*TASK TO COMPLETE:* All records below are to be duplicated exactly, with every picture excluded.

____________

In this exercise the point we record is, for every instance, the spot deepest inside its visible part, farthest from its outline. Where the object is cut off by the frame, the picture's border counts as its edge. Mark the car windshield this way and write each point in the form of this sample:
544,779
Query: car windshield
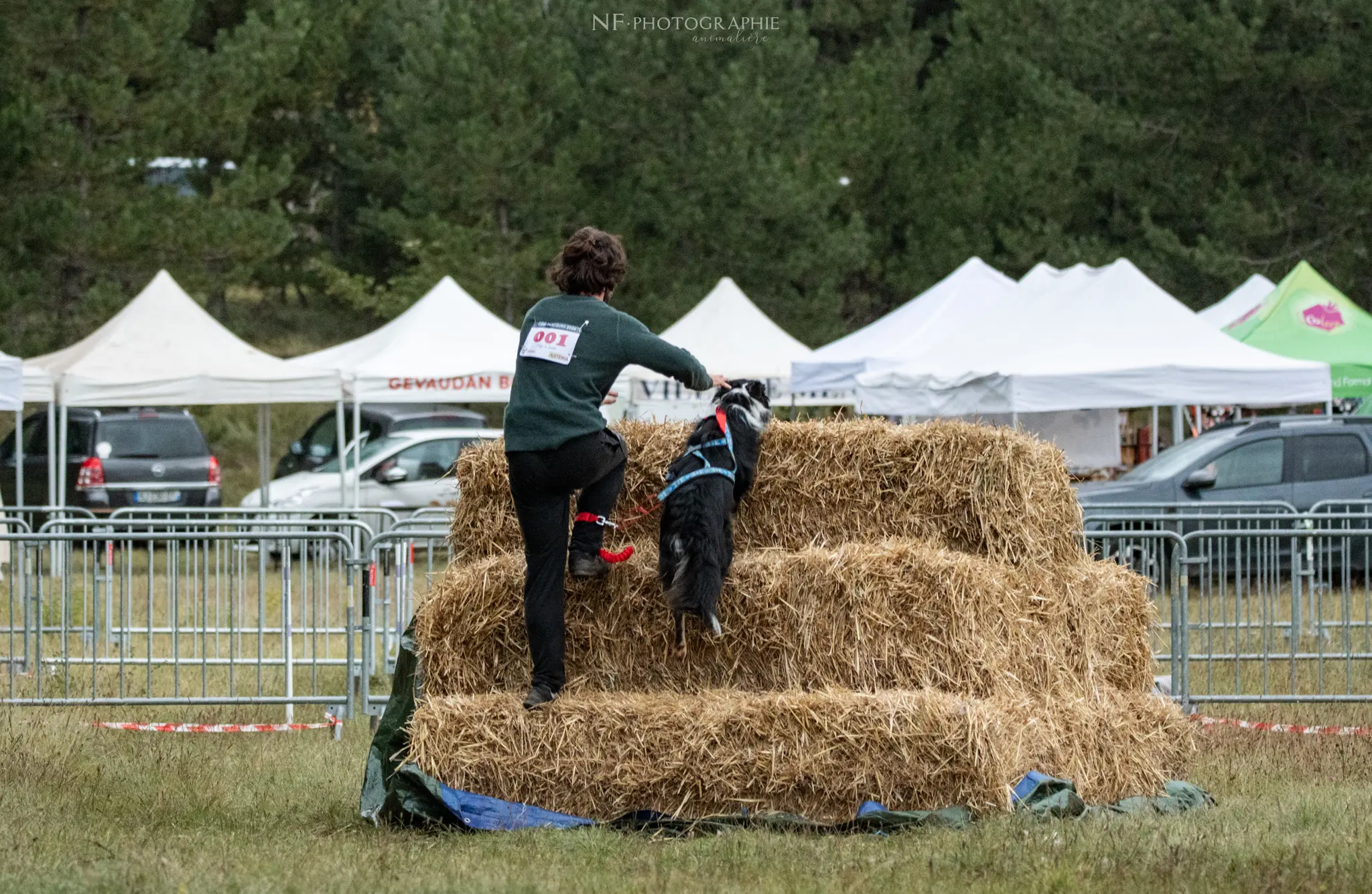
1174,460
369,451
154,438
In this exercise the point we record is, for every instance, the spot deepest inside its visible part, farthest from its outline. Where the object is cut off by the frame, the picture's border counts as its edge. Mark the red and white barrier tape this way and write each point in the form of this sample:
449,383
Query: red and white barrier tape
332,722
1296,728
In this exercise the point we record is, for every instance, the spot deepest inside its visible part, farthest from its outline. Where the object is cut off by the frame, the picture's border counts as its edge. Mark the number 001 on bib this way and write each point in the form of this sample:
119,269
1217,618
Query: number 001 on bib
551,341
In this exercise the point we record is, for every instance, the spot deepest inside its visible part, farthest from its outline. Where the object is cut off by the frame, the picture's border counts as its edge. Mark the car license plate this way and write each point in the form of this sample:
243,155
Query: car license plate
157,496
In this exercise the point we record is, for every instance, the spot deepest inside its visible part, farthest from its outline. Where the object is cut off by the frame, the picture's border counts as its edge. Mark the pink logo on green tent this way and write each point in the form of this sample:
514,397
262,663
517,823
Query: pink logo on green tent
1326,316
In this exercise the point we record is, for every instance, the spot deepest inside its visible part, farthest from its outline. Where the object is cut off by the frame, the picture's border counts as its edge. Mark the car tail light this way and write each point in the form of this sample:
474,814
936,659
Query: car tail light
91,474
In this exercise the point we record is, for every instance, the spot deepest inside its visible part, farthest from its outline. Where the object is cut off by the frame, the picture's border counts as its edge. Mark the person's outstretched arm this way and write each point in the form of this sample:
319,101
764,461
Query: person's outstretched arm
645,349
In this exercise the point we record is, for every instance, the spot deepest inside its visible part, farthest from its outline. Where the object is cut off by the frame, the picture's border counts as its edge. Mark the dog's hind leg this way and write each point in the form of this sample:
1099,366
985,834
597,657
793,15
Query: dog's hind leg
681,635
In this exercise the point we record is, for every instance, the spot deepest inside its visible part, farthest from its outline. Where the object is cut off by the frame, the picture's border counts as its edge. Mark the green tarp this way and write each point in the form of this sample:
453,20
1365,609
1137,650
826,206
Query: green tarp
1309,319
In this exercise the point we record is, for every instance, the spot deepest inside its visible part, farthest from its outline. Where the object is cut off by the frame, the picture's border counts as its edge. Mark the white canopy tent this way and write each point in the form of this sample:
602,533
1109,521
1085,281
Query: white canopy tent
1107,337
972,294
729,334
1238,302
163,349
11,383
446,346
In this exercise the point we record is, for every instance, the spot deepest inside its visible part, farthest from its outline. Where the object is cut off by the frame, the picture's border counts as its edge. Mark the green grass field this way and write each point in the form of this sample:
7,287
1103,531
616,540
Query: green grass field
91,809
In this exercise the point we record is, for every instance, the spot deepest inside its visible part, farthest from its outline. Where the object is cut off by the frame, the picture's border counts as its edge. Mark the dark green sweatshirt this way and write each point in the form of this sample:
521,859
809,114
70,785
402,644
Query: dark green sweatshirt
573,348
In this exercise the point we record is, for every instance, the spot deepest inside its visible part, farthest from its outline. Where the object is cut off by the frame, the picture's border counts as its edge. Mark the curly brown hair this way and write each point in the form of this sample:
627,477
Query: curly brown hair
590,263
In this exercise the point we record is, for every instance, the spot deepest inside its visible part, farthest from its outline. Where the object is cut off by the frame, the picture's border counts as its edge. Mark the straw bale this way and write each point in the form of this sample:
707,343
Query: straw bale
972,488
898,614
814,753
1110,743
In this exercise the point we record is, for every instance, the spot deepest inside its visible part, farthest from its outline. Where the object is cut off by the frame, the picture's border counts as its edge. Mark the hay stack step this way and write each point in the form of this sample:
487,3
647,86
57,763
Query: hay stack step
972,488
899,614
814,753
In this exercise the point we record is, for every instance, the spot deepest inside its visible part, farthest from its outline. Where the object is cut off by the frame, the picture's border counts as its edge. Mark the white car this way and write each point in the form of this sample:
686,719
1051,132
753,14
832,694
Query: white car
405,470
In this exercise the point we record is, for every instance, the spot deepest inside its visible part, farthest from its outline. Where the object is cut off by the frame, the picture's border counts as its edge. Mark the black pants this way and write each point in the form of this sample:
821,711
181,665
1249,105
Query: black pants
542,483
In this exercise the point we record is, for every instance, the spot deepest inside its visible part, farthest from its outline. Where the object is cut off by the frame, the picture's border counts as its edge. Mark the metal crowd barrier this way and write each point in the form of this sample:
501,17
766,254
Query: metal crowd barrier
1272,606
1254,602
147,617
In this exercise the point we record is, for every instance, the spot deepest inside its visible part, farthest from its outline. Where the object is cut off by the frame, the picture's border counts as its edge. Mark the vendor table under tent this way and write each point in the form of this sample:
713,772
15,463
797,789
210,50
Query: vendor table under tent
445,346
163,349
1239,302
1090,338
733,337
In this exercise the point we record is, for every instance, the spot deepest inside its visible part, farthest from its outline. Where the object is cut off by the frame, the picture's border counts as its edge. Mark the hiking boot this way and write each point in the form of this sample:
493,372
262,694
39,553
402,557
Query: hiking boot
538,696
588,565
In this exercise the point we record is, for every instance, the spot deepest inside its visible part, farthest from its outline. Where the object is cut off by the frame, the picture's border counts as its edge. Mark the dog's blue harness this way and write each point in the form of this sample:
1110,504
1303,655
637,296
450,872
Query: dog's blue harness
699,451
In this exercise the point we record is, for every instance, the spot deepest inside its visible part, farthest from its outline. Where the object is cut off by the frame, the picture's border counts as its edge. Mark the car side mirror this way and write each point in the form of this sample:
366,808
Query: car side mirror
1199,480
391,474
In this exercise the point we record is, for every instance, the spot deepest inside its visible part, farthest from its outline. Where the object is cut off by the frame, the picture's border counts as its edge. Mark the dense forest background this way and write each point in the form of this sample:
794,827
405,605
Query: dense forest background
357,150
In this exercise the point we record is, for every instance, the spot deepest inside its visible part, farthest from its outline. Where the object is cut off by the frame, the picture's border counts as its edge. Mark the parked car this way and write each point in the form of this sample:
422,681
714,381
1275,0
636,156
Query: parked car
1296,459
404,470
319,444
119,458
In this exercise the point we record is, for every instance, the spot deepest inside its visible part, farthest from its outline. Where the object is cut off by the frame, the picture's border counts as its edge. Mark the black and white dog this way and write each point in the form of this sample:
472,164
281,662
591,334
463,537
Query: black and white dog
696,546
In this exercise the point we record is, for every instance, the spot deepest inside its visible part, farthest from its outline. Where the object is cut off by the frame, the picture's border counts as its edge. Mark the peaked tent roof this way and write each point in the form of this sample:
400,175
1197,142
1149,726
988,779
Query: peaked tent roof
1238,302
445,346
162,348
729,334
963,297
1308,318
38,385
1110,337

____________

*ANSWER:*
In this exercise the point we record is, for every instance, the spot deepest inside its visible part, farthest from its outline. Where the object is cut off by the frame, the picture's border counts as its edge. Mark the car windshield this way and write each point in the form of this sample:
544,779
Query: car windshield
1174,460
369,451
154,438
In this exercise the point we record is, for every instance, the spot deepest inside its visible part, farthest from its outline. Where the object is cut off by the frame, the picture's border counts as its edge. Mark the red and white barrier tape this way and write each point in the form of this sample:
449,383
Query: red and white barrier tape
332,722
1296,728
In this exercise the point we record is, for every instance, the spot deepest inside its visible part, farthest from its outline. Where the object is cut off by the frame, the picture's border counts as its edge. Mark the number 001 on bib this way and write each point in the form of this sample:
119,269
1217,618
Query: number 001 on bib
551,341
In this exercise the point we record is, for every instance, the spot deepest inside its visible part, farthest from its outline. Where the object is cut off by the frame, the picture's border counts as its edge. Mark the car license plate this way and write each point in the form of this sample:
243,155
Query: car license plate
157,496
In this exercise the point we record is, for every instance, the spot deepest inside its visible part, farthest from its outline. Where the object is cut off by the frame, the picture's border counts as its edge. Mark the pink logo on green tent this way and write each point in the form of this sample:
514,397
262,663
517,823
Query: pink logo on green tent
1326,316
In this exercise the point we record is, for every instance, the spot deepest inside its visible part, farthest from its outline. Where the object is cut off by the frame, the picture's border counts as its edge. Mark the car tail light this way and write each point in the form of this sample:
474,814
936,659
Query: car tail light
91,474
In this exercise the point we record is, for every instance, the spot deepest inside its visible part, farthest from its outline. Where the object is cut off by the frame, the picture's border counts as its edge. Mark the person's outstretched arm this way and write each point in the form of this sample:
319,101
764,461
Query: person's outstretched arm
645,349
In this exercise the point we record is, for every instance, the spot deepest inside its visible part, farthest from its outline. Where the object is cut off by the frame, the picture's border counts as its edge. Mark the dog's hind leg this way and write each point in the form of this sample:
1099,366
985,834
597,657
793,15
Query: dog's hind leg
681,635
In this exercise the point we record is, for every instance, the spot deepest inside its visible part, farthest from its outline. Where the object is cut off by the frame, the picture's border counts as its edge. Mark the green tarp this way and write each point in the form of this sample:
453,20
1365,609
1137,650
826,206
Query: green tarp
1309,319
In this exercise the point we record is, for every instance, the spot deepest inside its visible part, farthest from its outline. Where the object is cut off by the frame, the picture's border counts as its edge. Mark the white canopy tent this way and write each point in the form of this sample:
602,533
1109,521
1085,281
Query: white canopy tent
1107,337
972,294
729,334
1238,302
163,349
11,383
446,346
In this exercise the point we record is, for every instance, the spot deepest inside its visible part, farthest from its outline. Where the object is cut off by the frame, the picture's border counts as its edge. Mark the green grass field this way and write each point in the form of this sample:
7,287
1103,531
616,540
Query: green grass field
91,809
In this exercise the point we record is, for every instance, the spot deepest inside its visible part, farthest from its outline. Where the object is cut off by the frame, the picture's border counts as its edge. Mark the dark green sweatshirt this way and write each point in the form of this sample:
521,859
809,114
70,785
402,644
Query: dark green sweatshirt
573,348
In this exercise the point we record is, for every instance, the spot deepest inside its visible part, farthest from its outline. Where the object is cut off by the frame, the picture's border counts as its edge. Mark the curly brown hair this way and write each point in the form of this sample:
627,477
Query: curly brown hair
590,263
In this exercise the point we record is, for every instance, the spot deepest inside its visible part, farthest from its outline. Where the object is cut off by the frame, the picture's border counts as its edge. Mark the straw bale this way and write each point in the form of this sample:
707,343
Query: straw bale
972,488
898,614
814,753
1110,743
In this exercise the point we record is, for every instance, the spot deepest inside its visible part, farthest from its outline. Where the object is cut off by the frame, the picture's border counts as its edge. Mark the hay stack step this way and write each point in the form of this sample:
487,3
647,86
57,763
Query: hay stack step
972,488
899,614
814,753
In this exercise the point we record is, for every instance, the spot deepest inside its visible part, farthest from its outline. Where the object is cut off by the frame, the picture's border counts as its edge. Mark the white car this way and write each point in the form of this sample:
686,719
1051,132
753,14
832,694
Query: white car
405,470
In this exercise the point we record is, for every instance, the spot deepest inside its visible part, farthest from its outline. Where the object is cut off by the frame, the picture's border counts as its edge. Mark the black pants this way and write each point in the form of this sample:
821,711
181,665
1249,105
Query: black pants
542,483
In this exercise the point we record is, for every instance, the spot deepest inside its visible part, farthest from its outline. Where the object is cut off by the frame, the picture's border counts as its edge. Mark the metal crowd barrier this way and write each point in the form of this sample:
501,17
766,254
Query: metal crowd barrier
1272,606
1254,602
147,617
In this exercise the point we record is, for every instance, the spot deepest inside its visible part, farthest from its outline. Where the object is cut off by the frame, the picture's border counts as its edge. Mark the vendor table under tent this way and write each point in the form of this sample:
713,772
15,463
797,789
210,50
Query: vendor table under tent
445,346
163,349
1239,302
1090,338
733,337
In this exercise the point we record is, for every instance, the spot deepest inside its visible part, farthest from its outline. Where the object is cut off by the frame, the picture's border counts as its edge. Mark the hiking boot this way and write each point in the form of this sample:
493,372
262,694
39,553
402,557
Query: hiking boot
538,696
588,565
In this exercise the point we record is, for every instance, the spot deepest inside its visible part, farthest from its outline. Where the object is cut off by the frame, the picture's border counts as its edge. Mark the dog's blue harness this way and write each point in the form of this sample:
1110,504
1303,655
637,296
450,872
Query: dog's blue harness
699,451
In this exercise the point we record is, for every instance, the spot deepest inside its visible part, farthest from its outline. Where the object is cut off by the frame, the picture's border counts as its edge. Mark the car side mirror this way and write each point in the form of this sample:
366,808
Query: car side mirror
1199,480
391,474
In this exercise the point we record is, for every instance, the spot deepest inside its visible part, farthest from its outline. Where the object is cut off by the frame, the picture's border counts as its edge. Mark the dense forest background this way and write each point in the form of this sample:
794,827
405,605
Query: dense forest background
357,150
In this exercise the point we record is, for every instance, the spot deepest inside its visible part, farthest from its outline. Where the object is cut off by the frame, the picture's border counts as its edge. Mark the parked car this way and write each point in the form of this sample:
422,681
714,381
1275,0
636,156
Query: parked car
1296,459
404,470
319,444
119,458
In this exercise the point we record is, for every instance, the spot deepest inside its visible part, farthest from its outline. Where the object is cut off by the frame, the picture's border counts as its edge. Mark the black and white dog this way and write each point in the form of this sample:
472,164
281,662
591,334
463,537
Query: black and white dog
696,546
In this exercise the point we record is, for every instance, the spot deepest inside its visible part, farthest from its outline. Where the object is cut off by the frame, the picture's border counts as its edge. Mark the peaked tent roof this way and write each point in the form of this sample:
400,175
1197,142
1149,726
988,779
Query: peaked tent roof
1238,302
445,346
162,348
729,334
963,297
1308,318
38,385
1110,337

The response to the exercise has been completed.